== EXERCISE TASK ==
Output the material below in full, exactly as it is.
START
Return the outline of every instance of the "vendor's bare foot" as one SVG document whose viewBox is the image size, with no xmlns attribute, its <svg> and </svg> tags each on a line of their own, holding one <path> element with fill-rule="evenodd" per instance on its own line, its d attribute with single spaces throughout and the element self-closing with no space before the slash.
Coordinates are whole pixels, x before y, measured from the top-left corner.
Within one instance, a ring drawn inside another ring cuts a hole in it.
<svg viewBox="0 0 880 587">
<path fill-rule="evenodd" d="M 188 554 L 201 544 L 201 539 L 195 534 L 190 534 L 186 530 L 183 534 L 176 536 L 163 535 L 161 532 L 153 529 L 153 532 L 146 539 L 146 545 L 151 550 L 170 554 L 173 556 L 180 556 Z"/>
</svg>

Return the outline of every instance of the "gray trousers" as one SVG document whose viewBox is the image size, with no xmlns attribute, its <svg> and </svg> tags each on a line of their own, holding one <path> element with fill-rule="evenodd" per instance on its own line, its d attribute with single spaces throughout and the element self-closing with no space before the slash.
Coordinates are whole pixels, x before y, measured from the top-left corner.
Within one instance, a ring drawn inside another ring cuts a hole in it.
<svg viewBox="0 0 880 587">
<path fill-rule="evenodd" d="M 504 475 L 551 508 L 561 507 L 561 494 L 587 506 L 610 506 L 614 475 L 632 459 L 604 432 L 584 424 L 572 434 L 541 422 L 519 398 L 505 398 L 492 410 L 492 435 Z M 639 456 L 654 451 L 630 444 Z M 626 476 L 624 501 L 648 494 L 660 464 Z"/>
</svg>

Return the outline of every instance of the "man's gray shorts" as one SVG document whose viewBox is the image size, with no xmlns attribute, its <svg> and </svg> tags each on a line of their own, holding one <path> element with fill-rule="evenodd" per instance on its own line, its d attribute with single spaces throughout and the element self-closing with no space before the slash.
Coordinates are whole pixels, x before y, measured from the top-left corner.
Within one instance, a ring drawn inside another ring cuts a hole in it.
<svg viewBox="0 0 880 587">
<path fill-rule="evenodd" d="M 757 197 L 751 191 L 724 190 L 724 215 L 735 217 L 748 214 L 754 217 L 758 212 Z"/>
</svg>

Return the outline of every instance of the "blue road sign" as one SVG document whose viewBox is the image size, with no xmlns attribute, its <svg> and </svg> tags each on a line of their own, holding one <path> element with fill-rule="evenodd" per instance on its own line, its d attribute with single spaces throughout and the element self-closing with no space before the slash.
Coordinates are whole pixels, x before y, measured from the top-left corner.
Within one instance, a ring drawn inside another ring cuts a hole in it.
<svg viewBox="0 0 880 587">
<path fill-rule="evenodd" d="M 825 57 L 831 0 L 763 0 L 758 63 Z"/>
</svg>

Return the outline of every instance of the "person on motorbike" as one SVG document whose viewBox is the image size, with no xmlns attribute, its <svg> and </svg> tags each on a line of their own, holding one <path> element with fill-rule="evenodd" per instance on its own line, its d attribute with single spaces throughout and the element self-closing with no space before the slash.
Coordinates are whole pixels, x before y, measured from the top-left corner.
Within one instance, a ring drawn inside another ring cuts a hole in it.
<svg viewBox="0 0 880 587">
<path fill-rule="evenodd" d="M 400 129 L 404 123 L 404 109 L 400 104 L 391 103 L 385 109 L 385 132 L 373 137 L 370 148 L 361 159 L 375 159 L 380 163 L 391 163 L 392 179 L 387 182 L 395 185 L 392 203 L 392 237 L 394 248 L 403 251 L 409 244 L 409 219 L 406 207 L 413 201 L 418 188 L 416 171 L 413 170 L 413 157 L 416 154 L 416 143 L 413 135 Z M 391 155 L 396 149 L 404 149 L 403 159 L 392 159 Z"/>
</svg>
END
== FINISHED EXERCISE ==
Return the outline of every instance of the "vendor's bare foot" as one SVG document whose viewBox is the image size, with no xmlns attribute, its <svg> and </svg> tags each on a line of their own, holding one <path> element with fill-rule="evenodd" per instance on its own line, its d attribute with single spaces throughout and the element self-closing with no space before the slash.
Coordinates are whole pixels, x before y, measured from the top-left corner.
Within one instance, a ring drawn inside another ring cuts a hole in it.
<svg viewBox="0 0 880 587">
<path fill-rule="evenodd" d="M 188 554 L 201 544 L 201 539 L 195 534 L 190 534 L 186 530 L 183 534 L 176 536 L 163 535 L 161 532 L 153 529 L 153 532 L 146 539 L 146 545 L 151 550 L 170 554 L 173 556 L 180 556 Z"/>
</svg>

Return the outline of every instance of the "gray trousers" as one SVG document whose viewBox is the image size, with no xmlns attribute, its <svg> and </svg> tags each on a line of their own, holding one <path> element with fill-rule="evenodd" per instance on its own line, its d attribute with single spaces throughout and the element self-closing with no space before the slash.
Coordinates are whole pixels, x before y, measured from the top-left corner.
Within one instance, a ring drawn inside another ring cuts a hole in it.
<svg viewBox="0 0 880 587">
<path fill-rule="evenodd" d="M 504 475 L 551 508 L 561 507 L 561 494 L 587 506 L 610 506 L 614 475 L 632 459 L 604 432 L 584 424 L 572 434 L 541 422 L 519 398 L 505 398 L 492 410 L 492 435 Z M 639 456 L 654 451 L 630 444 Z M 626 476 L 624 501 L 648 494 L 660 464 Z"/>
</svg>

Return the outline of every instance of the "man's gray shorts" as one SVG document whose viewBox is the image size, with no xmlns attribute, its <svg> and </svg> tags each on a line of their own, holding one <path> element with fill-rule="evenodd" per instance on its own line, its d attribute with single spaces throughout and the element self-closing with no space before the slash.
Coordinates are whole pixels, x before y, measured from the top-left corner.
Within one instance, a ring drawn inside another ring cuts a hole in it.
<svg viewBox="0 0 880 587">
<path fill-rule="evenodd" d="M 757 197 L 751 191 L 724 190 L 724 215 L 735 217 L 748 214 L 754 217 L 758 212 Z"/>
</svg>

Return the outline of every instance of the "blue road sign" as one SVG document whose viewBox is the image size, with no xmlns attribute, its <svg> and </svg> tags each on a line of their own, holding one <path> element with fill-rule="evenodd" per instance on its own line, its d attribute with single spaces throughout and the element self-closing with no space before the slash.
Coordinates are whole pixels, x before y, measured from the top-left corner.
Within one instance, a ring drawn inside another ring cuts a hole in it.
<svg viewBox="0 0 880 587">
<path fill-rule="evenodd" d="M 825 57 L 831 0 L 763 0 L 758 63 Z"/>
</svg>

Return the outline of every instance of the "person on motorbike" as one SVG document whose viewBox is the image size, with no xmlns attribute, its <svg> and </svg> tags each on a line of their own, holding one <path> element with fill-rule="evenodd" per instance on its own line, its d attribute with single spaces throughout and the element self-closing with no space before the slash.
Coordinates are whole pixels, x before y, measured from the top-left corner.
Within one instance, a ring drawn inside another ring cuts a hole in it.
<svg viewBox="0 0 880 587">
<path fill-rule="evenodd" d="M 400 129 L 404 123 L 404 109 L 400 104 L 391 103 L 385 109 L 385 132 L 373 137 L 370 148 L 361 159 L 375 159 L 380 163 L 391 163 L 392 179 L 387 182 L 395 185 L 392 203 L 392 237 L 394 248 L 403 251 L 409 244 L 409 219 L 406 207 L 413 201 L 418 188 L 416 171 L 413 170 L 413 157 L 416 154 L 416 143 L 413 135 Z M 391 155 L 396 149 L 404 149 L 403 159 L 392 159 Z"/>
</svg>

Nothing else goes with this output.